→ **Passage shown**:

= Beginning of Section =

Courts have appeals and DNA tests. The NFL lets officials second guess themselves via video. So why should baseball not allow instant replay and challenges to eliminate errors that affect games’ outcomes?
The latest example of a need for this came in Saturday’s Atlanta Braves victory over Detroit, in which the game’s final pitch should NOT have been the game’s final pitch. Home plate umpire Gary Cederstrom called Detroit’s Johnny Damon out on strikes when video clearly showed that the pitch was outside. Had the correct call been made, the tying run would have scored from third, and who knows what would have happened?
Even the umpire made a tacit admission that he blew it. But if he had had the benefit of technology that other sports leagues have, no one would be complaining.
Of course, the Braves could have gone on to win in their next at bat, or in extra innings. However, the videotaped mistakes don’t end there. Remember the egregious umpire error that cost Detroit pitcher Armando Galarraga a perfect game this season? The Tigers must think they are living under a dark cloud. That call did not affect the game’s result, but it COULD have. It kept alive a game that should have ended.
(Updated 10/09/2010: Another controversial call occurred in Game 1 of the NLDS between Atlanta and San Francisco.)
Some of this is fate. Bad calls even out for all athletes and teams, just as bad breaks and misfortune do in real life.
But a sport that does not use a time clock and allows its full playing fields to vary in size could use a wake up call. All football fields are 100 yards long, but all baseball fields are NOT the same size. It may be 90 feet from base to base, but it’s a short poke to right field in Yankee Stadium — the new one, too — and also quite a short trip to the Green Monster in Fenway Park. All home runs are not created equal in baseball, just as all victories aren’t.
What if that call had happened on the final pitch of the World Series? Don’t think it can’t.
So until baseball wakes up and institutes some real quality control — it does allow replays to rule on home runs — it will continue to lose fan and TV appeal to the NFL and the NBA. Not to mention a lot of credibility.

= End of Section =

→ **Source data**:
= Beginning of Section =

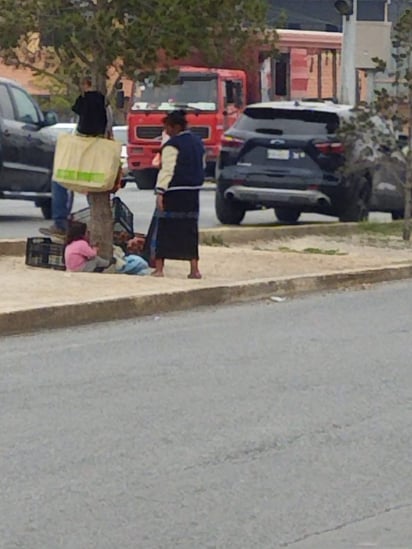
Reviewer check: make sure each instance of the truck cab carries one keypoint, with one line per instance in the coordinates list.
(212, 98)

= End of Section =
= Beginning of Section =

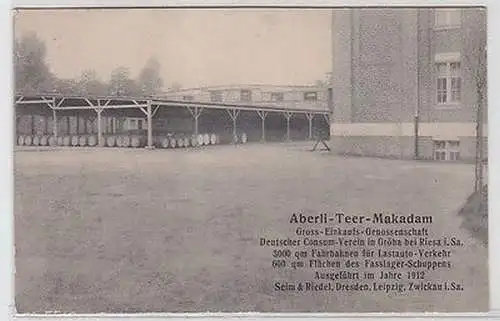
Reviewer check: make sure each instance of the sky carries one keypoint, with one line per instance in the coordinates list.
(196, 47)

= End of Section =

→ **Problem details**:
Reproduce word for word the part of the baseball replay article that begins at the words "Some of this" and stops after the words "lot of credibility.".

→ **Result of this exercise**:
Some of this is fate. Bad calls even out for all athletes and teams, just as bad breaks and misfortune do in real life.
But a sport that does not use a time clock and allows its full playing fields to vary in size could use a wake up call. All football fields are 100 yards long, but all baseball fields are NOT the same size. It may be 90 feet from base to base, but it’s a short poke to right field in Yankee Stadium — the new one, too — and also quite a short trip to the Green Monster in Fenway Park. All home runs are not created equal in baseball, just as all victories aren’t.
What if that call had happened on the final pitch of the World Series? Don’t think it can’t.
So until baseball wakes up and institutes some real quality control — it does allow replays to rule on home runs — it will continue to lose fan and TV appeal to the NFL and the NBA. Not to mention a lot of credibility.